(Records supplied)
--- Start ---

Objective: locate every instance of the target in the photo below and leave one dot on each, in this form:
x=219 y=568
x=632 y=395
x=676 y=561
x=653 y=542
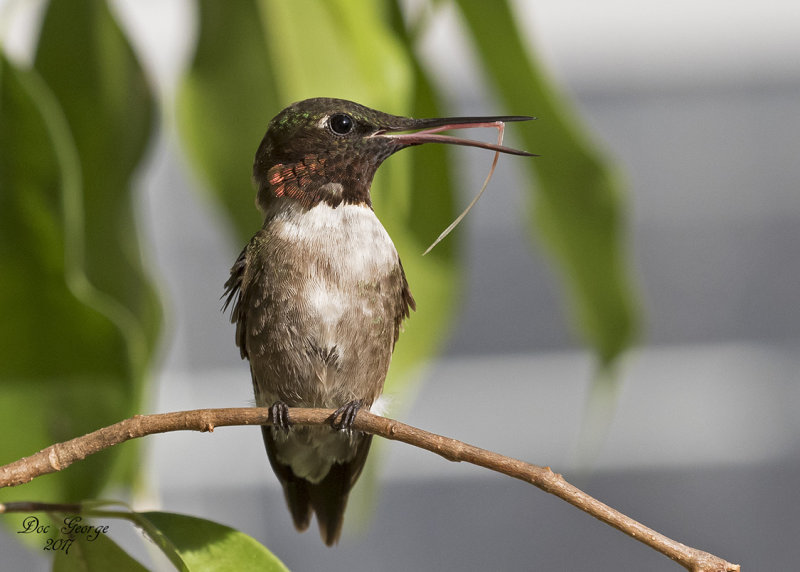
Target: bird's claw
x=279 y=412
x=343 y=418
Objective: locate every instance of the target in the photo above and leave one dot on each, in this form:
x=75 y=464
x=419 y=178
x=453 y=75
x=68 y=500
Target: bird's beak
x=427 y=131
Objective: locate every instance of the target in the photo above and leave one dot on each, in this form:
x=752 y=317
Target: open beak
x=427 y=131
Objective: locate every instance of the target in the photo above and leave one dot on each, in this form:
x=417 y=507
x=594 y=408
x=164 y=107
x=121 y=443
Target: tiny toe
x=280 y=415
x=344 y=417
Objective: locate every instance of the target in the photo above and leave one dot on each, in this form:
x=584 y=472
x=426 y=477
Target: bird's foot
x=342 y=419
x=279 y=412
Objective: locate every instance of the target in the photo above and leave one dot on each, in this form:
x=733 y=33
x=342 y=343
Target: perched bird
x=318 y=295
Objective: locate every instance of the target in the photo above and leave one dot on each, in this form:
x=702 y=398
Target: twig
x=61 y=455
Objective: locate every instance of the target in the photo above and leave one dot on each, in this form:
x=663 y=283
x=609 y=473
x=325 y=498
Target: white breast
x=349 y=249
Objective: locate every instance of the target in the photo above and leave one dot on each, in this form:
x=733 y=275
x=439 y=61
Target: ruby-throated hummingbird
x=319 y=293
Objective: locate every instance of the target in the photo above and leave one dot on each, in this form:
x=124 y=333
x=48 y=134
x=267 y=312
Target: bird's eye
x=341 y=124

--- End ---

Turn every line of the entries above into one numbered list, skipping blank lines and leaving out the pictures.

(Solution to this exercise)
1. Objective: locate every instance of the target in the photo below and leave one dot on each, in this form:
2. x=219 y=568
3. x=632 y=395
4. x=676 y=561
5. x=653 y=542
6. Target: bird's claw
7. x=279 y=412
8. x=343 y=418
9. Objective: locate every instance of the target in the photo above and leave one dot on each, in this form:
10. x=75 y=464
11. x=419 y=178
12. x=453 y=75
13. x=68 y=500
14. Target: bird's beak
15. x=427 y=131
16. Objective: locate every instance of the target in the photo above and leave one dot on each, in this form:
17. x=752 y=317
18. Target: open beak
19. x=427 y=131
20. Objective: locate every instance of the target in the photo above and leave one dot on each, in this form:
21. x=417 y=507
22. x=594 y=408
23. x=164 y=107
24. x=121 y=443
25. Target: tiny toe
26. x=280 y=415
27. x=344 y=417
28. Objective: locate every instance of the target in the photo above and leave one dot on each, in this form:
29. x=584 y=472
30. x=426 y=477
31. Target: bird's foot
32. x=342 y=419
33. x=279 y=412
34. Objective: locate every instance of the target in the photo above and leave one dot on each, in this form:
35. x=733 y=33
36. x=342 y=343
37. Target: perched bird
38. x=318 y=295
39. Objective: locate every instance of the target in the photo above and leave one dot on each, in this form:
40. x=702 y=398
41. Target: twig
42. x=61 y=455
43. Objective: locate every instance of the target in the photo above and leave one dot on each, in this form:
44. x=663 y=283
45. x=609 y=473
46. x=325 y=498
47. Target: white breast
48. x=349 y=249
49. Objective: locate every instance of the target in the photo above and leave one dot on each, in this form:
50. x=733 y=275
51. x=439 y=61
52. Target: ruby-throated hummingbird
53. x=319 y=293
54. Objective: locate every instance of the target in the photo above and leave one dot on each, in this form:
55. x=124 y=333
56. x=48 y=134
57. x=267 y=312
58. Target: bird's eye
59. x=341 y=124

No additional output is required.